▶ _TEXT_
>>>

This section should include all necessary commands to set up and run the tasks
your script is designed to perform. You can use any Linux command in this section,
ranging from a simple executable call to a complex loop iterating through multiple commands.\\
\noindent \textbf{Best Practice}: prefix any compute-heavy step with \tool{srun}.
This ensures you gain proper insights on the execution of your job.\\
\noindent Each software program may have its own execution framework, as it's the script's author (e.g., you)
responsibility to review the software's documentation to understand its requirements.
Your script should be written to clearly specify the location of input and output files and the degree of parallelism needed.\\
\noindent Jobs that involve multiple interactions with data input and output files, should make use of \api{TMPDIR},
a scheduler-provided workspace nearly 1~TB in size.
\api{TMPDIR} is created on the local disk of the compute node at the start of a job, offering faster I/O operations
compared to shared storage (provided over NFS).

<<<

[Entries from a pointing dataset]
>>>

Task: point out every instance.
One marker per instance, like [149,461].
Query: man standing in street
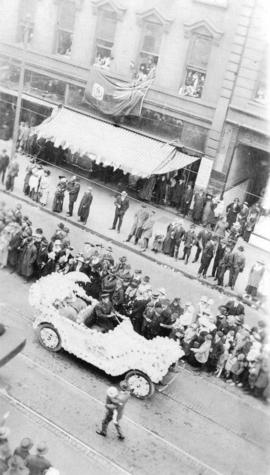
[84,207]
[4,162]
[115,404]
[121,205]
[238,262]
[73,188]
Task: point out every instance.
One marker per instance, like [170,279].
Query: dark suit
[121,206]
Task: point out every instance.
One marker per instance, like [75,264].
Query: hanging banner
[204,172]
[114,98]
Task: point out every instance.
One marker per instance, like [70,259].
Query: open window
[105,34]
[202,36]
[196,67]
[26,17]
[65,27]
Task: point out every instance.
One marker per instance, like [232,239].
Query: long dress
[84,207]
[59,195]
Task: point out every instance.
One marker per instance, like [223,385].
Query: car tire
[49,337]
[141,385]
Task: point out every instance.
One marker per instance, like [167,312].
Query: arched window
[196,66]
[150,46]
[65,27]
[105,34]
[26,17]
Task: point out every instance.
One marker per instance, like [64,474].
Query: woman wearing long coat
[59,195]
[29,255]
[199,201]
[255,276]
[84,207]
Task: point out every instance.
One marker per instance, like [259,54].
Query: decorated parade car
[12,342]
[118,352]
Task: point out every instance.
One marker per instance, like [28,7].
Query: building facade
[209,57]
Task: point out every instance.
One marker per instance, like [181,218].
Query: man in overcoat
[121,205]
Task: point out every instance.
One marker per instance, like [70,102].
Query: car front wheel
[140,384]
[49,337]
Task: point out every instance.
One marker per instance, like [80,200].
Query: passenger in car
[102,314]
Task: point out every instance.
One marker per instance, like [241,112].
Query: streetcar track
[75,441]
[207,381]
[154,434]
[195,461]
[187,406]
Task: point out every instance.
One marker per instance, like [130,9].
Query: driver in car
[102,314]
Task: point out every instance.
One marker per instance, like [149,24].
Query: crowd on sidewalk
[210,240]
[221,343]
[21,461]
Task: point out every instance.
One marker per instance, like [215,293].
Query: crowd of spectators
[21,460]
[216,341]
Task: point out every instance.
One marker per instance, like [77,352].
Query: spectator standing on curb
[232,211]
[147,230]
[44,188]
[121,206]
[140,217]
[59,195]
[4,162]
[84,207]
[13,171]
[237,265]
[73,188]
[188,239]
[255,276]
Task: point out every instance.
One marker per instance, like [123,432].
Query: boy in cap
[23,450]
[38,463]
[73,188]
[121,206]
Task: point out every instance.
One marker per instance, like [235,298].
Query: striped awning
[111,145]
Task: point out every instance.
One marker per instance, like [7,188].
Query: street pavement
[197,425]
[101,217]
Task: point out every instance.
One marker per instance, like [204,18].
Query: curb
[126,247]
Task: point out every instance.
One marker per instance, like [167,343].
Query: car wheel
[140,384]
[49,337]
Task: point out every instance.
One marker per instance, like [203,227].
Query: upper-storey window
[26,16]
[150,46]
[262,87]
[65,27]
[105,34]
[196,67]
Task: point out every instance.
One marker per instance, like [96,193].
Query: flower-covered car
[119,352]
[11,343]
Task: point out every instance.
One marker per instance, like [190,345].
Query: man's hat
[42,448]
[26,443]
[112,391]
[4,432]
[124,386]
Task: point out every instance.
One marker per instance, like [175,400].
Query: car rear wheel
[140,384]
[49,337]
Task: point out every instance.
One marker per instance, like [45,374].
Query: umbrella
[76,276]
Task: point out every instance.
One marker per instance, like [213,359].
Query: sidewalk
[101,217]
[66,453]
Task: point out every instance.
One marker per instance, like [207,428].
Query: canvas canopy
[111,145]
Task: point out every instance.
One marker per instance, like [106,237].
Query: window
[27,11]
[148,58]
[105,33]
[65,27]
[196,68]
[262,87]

<<<

▶ _TO-DO LIST_
#1 Copy out the stretch of the job script text that opens with the words containing "responsibility to review" and closes with "(provided over NFS).".
#2 Answer these questions from the job script text:
(a) What should any compute-heavy step be prefixed with?
(b) About how large is the workspace the scheduler provides?
(c) Where is that workspace created, and when?
#3 Write the next part of the job script text, picking up after its last sentence.
These entries have nothing to do with the job script text.

▶ _SOLVED TASKS_
#1
responsibility to review the software's documentation to understand its requirements.
Your script should be written to clearly specify the location of input and output files and the degree of parallelism needed.\\
\noindent Jobs that involve multiple interactions with data input and output files, should make use of \api{TMPDIR},
a scheduler-provided workspace nearly 1~TB in size.
\api{TMPDIR} is created on the local disk of the compute node at the start of a job, offering faster I/O operations
compared to shared storage (provided over NFS).

#2
(a) srun
(b) Nearly 1 TB
(c) On the local disk of the compute node, at the start of a job

#3
An sample job script using \api{TMPDIR} is available at \texttt{/home/n/nul-uge/templateTMPDIR.sh}:
the job is instructed to change to \api{\$TMPDIR}, to make the new directory \texttt{input}, to copy data from
\texttt{\$SLURM\_SUBMIT\_DIR/references/} to \texttt{input/} (\api{\$SLURM\_SUBMIT\_DIR} represents the
current working directory), to make the new directory \texttt{results}, to
execute the program (which takes input from \texttt{\$TMPDIR/input/} and writes
output to \texttt{\$TMPDIR/results/}), and finally to copy the total end results
to an existing directory, \texttt{processed}, that is located in the current
working directory.
% TODO: verify:
\api{TMPDIR} only exists for the duration of the job, though,
so it is very important to copy relevant results from it at job's end.
% -------------- 2.3 Sample Job Script ----------------------
% -----------------------------------------------------------
\subsection{Sample Job Script}
\label{sect:sample-job-script}
Here's a basic job script, \file{tcsh.sh} shown in \xf{fig:tcsh.sh}.
You can copy it from our \href{https://github.com/NAG-DevOps/speed-hpc}{GitHub repository}.
\begin{figure}[htpb]
\lstinputlisting[language=csh,frame=single,basicstyle=\ttfamily]{tcsh.sh}
\caption{Source code for \file{tcsh.sh}}
\label{fig:tcsh.sh}
\end{figure}
\noindent
The first line is the shell declaration (also know as a shebang) and sets the shell to \emph{tcsh}.
The lines that begin with \texttt{\#SBATCH} are directives for the scheduler.
\begin{itemize}
\item \option{-J} (or \option{--job-name}) sets \emph{tcsh-test} as the job name.
%\item \texttt{--chdir} tells the scheduler to execute the job from the current working directory
\item \option{--mem=1GB} requests and assigns 1GB of memory to the job.
Jobs require the \option{--mem} option to be set either in the script
or on the command line; \textbf{if it's missing, job submission will be rejected.}
\end{itemize}
\noindent The script then:
\begin{enumerate}
\item Sleeps on a node for 30 seconds.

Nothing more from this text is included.